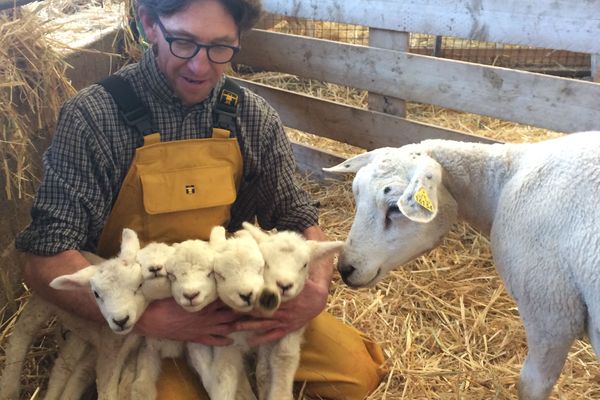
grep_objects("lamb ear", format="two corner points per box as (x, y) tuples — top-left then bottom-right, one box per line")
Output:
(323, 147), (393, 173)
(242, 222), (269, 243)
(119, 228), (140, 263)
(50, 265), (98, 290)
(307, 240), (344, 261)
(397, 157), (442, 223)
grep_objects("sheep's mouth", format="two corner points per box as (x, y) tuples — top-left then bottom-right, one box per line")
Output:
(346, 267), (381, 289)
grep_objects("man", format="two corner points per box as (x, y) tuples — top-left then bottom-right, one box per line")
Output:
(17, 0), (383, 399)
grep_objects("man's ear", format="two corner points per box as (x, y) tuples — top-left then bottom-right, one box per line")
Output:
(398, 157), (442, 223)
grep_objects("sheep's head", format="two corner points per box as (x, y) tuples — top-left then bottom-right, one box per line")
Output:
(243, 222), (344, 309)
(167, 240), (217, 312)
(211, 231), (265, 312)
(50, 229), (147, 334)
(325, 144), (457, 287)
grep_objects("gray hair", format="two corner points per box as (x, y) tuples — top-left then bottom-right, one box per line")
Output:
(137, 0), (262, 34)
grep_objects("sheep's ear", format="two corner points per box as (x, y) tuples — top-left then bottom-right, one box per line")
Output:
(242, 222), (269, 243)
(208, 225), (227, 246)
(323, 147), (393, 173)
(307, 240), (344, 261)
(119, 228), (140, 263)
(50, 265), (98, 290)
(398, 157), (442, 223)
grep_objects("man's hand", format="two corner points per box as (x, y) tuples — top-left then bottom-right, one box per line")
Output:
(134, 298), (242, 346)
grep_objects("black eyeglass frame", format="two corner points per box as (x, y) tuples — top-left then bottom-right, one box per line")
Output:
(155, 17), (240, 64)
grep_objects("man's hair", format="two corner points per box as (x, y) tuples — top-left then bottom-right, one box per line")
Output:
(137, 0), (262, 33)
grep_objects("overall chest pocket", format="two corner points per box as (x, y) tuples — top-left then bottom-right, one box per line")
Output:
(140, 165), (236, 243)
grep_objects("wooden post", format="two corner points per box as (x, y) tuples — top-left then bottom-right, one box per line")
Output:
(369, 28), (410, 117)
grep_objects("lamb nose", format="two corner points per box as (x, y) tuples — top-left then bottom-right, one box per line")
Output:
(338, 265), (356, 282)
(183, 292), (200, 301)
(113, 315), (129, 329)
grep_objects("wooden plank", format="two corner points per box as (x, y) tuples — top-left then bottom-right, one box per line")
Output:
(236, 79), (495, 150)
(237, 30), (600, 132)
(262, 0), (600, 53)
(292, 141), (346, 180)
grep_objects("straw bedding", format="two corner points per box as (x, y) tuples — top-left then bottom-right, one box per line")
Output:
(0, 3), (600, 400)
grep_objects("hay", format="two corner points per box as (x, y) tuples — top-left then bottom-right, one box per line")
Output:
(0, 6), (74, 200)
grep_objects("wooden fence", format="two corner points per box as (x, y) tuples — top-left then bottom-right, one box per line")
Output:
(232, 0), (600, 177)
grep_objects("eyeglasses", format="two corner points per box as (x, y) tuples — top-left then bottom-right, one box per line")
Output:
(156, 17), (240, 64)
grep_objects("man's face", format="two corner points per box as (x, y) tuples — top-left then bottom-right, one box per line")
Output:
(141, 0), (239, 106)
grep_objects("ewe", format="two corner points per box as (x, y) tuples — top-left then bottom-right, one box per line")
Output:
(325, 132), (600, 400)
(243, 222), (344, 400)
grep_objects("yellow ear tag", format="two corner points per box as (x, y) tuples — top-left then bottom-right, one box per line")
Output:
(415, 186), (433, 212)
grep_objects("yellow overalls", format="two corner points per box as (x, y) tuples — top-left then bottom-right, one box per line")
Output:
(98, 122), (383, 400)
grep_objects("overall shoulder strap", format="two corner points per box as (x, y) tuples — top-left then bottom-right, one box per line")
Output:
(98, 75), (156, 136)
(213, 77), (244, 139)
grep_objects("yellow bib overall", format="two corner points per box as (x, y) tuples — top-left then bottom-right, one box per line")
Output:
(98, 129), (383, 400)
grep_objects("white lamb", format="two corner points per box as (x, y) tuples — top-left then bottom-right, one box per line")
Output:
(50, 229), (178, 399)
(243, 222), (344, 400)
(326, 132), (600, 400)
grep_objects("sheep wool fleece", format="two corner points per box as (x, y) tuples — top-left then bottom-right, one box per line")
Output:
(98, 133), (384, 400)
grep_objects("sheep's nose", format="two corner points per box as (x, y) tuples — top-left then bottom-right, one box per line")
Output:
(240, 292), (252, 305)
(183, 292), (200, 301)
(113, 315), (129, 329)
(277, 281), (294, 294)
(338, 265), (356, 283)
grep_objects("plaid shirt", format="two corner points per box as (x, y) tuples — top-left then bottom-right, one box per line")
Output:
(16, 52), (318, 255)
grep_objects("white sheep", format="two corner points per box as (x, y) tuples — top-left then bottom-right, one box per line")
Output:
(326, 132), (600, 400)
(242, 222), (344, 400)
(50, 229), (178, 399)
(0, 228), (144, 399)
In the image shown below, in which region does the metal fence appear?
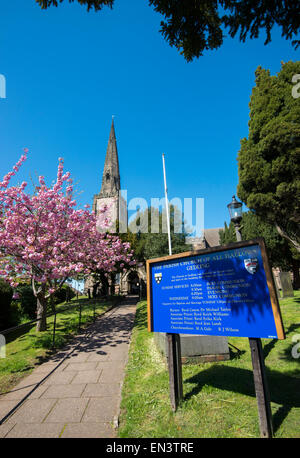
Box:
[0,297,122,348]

> _Problem to solve_:
State how many lines in the records above contain the word "hair", counting case as significant, and give only that number.

> _Exercise solution_:
2